EXERCISE BRIEF » Reproduce the listing below with every occurrence of "lavender" replaced by "violet" and all other text left unchanged. Omit the pictures from your answer.

· · · · ·

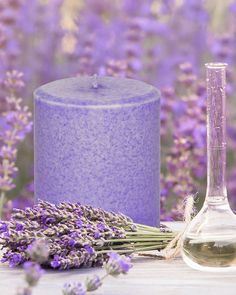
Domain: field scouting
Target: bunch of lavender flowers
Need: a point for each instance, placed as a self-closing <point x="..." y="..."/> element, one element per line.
<point x="38" y="252"/>
<point x="76" y="235"/>
<point x="16" y="123"/>
<point x="186" y="160"/>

· · · · ·

RESPONSE »
Domain: field scouting
Target: bunch of violet flowers
Need: a point for each instance, placed as a self-closing <point x="..." y="..."/> element, one element per line.
<point x="38" y="252"/>
<point x="76" y="235"/>
<point x="16" y="123"/>
<point x="186" y="160"/>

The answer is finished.